***** 给定文本 *****

Tensorflow Slim入门教程（2）

- 3. Scopes
- 4. Train Models

3. Scopes

除了TF原生的 name_scope和variable_scope之外，TF Slim添加了arg_scope，这种scope允许用户在arg_scope中指定若干操作符以及一批参数，这些参数会传给这个scope下的所有操作符中。参见以下代码：

net = slim.conv2d(inputs, 64, [11, 11], 4, padding='SAME',
                  weights_initializer=tf.truncated_normal_initializer(stddev=0.01),
                  weights_regularizer=slim.l2_regularizer(0.0005), scope='conv1')
net = slim.conv2d(net, 128, [11, 11], padding='VALID',
                  weights_initializer=tf.truncated_normal_initializer(stddev=0.01),
                  weights_regularizer=slim.l2_regularizer(0.0005), scope='conv2')
net = slim.conv2d(net, 256, [11, 11], padding='SAME',
                  weights_initializer=tf.truncated_normal_initializer(stddev=0.01),
                  weights_regularizer=slim.l2_regularizer(0.0005), scope='conv3')

*****

任务集
[1] 将 TF Slim 教程中的这句话译成英文："除了TF原生的 name_scope和variable_scope之外，TF Slim添加了arg_scope，这种scope允许用户在arg_scope中指定若干操作符以及一批参数，这些参数会传给这个scope下的所有操作符中。"
[2] 从这篇 TF Slim 教程最后一段代码之后接着往下写一段正文。
这些记录另有来源，并非出自这篇 TF Slim 教程。

***** 数据条目 *****

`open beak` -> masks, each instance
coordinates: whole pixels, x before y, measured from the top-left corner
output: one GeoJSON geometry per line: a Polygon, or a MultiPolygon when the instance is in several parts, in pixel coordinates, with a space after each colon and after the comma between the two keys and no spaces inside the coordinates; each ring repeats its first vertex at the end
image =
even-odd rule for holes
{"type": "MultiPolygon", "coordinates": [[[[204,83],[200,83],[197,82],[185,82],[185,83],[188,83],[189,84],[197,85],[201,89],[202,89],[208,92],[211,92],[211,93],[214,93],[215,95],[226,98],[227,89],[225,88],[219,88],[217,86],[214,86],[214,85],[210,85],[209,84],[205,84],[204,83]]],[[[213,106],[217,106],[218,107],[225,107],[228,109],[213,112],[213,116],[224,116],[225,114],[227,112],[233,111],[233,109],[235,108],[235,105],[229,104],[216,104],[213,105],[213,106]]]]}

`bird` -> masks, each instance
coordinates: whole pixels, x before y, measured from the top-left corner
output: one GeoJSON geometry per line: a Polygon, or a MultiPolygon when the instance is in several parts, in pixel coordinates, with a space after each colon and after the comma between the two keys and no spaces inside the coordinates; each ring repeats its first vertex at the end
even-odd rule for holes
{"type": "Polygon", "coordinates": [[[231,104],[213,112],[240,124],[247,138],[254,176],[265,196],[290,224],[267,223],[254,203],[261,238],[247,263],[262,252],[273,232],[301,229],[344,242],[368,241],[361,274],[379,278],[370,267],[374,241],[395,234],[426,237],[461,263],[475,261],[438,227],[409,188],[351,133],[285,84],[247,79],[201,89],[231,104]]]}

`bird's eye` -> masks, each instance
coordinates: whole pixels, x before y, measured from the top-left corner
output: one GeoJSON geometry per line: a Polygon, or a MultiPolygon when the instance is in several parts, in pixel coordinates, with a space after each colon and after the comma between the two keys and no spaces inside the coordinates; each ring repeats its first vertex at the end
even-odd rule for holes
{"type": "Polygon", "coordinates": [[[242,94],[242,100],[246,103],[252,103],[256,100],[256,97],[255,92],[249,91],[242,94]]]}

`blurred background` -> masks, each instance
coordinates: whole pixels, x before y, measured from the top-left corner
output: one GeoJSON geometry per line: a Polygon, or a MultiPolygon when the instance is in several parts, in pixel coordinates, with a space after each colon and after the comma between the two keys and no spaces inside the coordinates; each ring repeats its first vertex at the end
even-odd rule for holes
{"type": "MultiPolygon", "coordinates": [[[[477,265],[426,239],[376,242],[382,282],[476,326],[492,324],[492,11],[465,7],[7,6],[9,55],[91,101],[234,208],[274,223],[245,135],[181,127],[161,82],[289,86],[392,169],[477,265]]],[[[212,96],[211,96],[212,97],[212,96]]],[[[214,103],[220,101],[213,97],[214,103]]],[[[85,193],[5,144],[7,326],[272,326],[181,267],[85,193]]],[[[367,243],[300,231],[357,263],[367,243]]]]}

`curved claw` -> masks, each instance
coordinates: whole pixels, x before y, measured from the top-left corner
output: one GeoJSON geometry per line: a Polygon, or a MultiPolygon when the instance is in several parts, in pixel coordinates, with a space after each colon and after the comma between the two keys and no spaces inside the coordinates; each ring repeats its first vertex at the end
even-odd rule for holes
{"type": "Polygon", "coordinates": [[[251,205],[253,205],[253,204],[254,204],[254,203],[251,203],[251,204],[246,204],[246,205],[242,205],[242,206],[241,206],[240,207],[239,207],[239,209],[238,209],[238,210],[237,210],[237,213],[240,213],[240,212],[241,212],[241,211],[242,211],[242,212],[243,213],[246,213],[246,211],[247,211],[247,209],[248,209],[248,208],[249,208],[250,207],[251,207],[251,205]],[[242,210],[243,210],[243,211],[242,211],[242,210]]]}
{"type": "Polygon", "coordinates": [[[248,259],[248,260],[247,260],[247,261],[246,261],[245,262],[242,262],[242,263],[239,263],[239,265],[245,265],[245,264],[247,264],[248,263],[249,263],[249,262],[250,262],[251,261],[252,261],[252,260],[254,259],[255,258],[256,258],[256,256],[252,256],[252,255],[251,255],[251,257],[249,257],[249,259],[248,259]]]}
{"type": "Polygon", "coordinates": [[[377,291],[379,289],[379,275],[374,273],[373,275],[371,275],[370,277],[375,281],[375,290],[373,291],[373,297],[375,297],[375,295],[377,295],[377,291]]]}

*****

练习答案
[1] Besides TF's native name_scope and variable_scope, TF Slim adds arg_scope, a kind of scope that lets users specify a number of operators and a set of arguments within the arg_scope, and these arguments are passed to all operators under that scope.

[2]
'''
相当于：
'''
with slim.arg_scope([slim.conv2d], padding='SAME',
                      weights_initializer=tf.truncated_normal_initializer(stddev=0.01)
                      weights_regularizer=slim.l2_regularizer(0.0005)):
    net = slim.conv2d(inputs, 64, [11, 11], scope='conv1')
    net = slim.conv2d(net, 128, [11, 11], padding='VALID', scope='conv2')
    net = slim.conv2d(net, 256, [11, 11], scope='conv3')

注意，在arg_scope中被指定的参数值，也可以在局部位置进行覆盖。比如，padding参数设置为’SAME’, 而第二个卷积层仍然可以通过把它设为’VALID’而覆盖掉arg_scope中的默认设置。
arg_scope也可以嵌套：

with slim.arg_scope([slim.conv2d, slim.fully_connected],
                      activation_fn=tf.nn.relu,
                      weights_initializer=tf.truncated_normal_initializer(stddev=0.01),
                      weights_regularizer=slim.l2_regularizer(0.0005)):
  with slim.arg_scope([slim.conv2d], stride=1, padding='SAME'):
    net = slim.conv2d(inputs, 64, [11, 11], 4, padding='VALID', scope='conv1')
    net = slim.conv2d(net, 256, [5, 5],
                      weights_initializer=tf.truncated_normal_initializer(stddev=0.03),
                      scope='conv2')
    net = slim.fully_connected(net, 1000, activation_fn=None, scope='fc')

在这个例子中，第一个arg_scope对处于它的scope中的conv2d和fully_connected操作层应用相同的weights_initializer andweights_regularizer参数。在第二个arg_scope中，默认参数只是在conv2d中指定。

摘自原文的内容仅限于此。